Required work: Repeat the data exactly. Pictures are not part of the copy.

[Exercise material — start]

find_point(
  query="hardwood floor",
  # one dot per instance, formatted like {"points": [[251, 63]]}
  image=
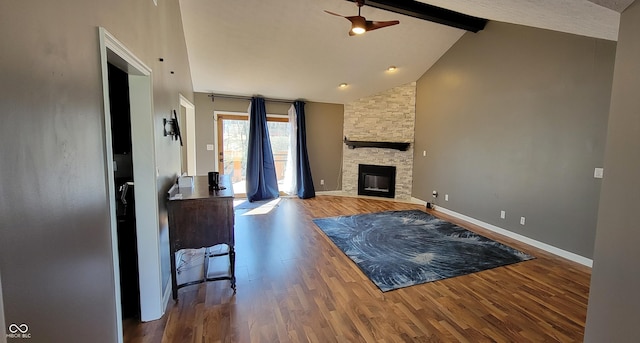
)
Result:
{"points": [[294, 285]]}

[Exercise material — finish]

Answer for this exercise:
find_point(
  query="hardwood floor",
  # one dot per instance, formatted like {"points": [[251, 63]]}
  image=
)
Result:
{"points": [[294, 285]]}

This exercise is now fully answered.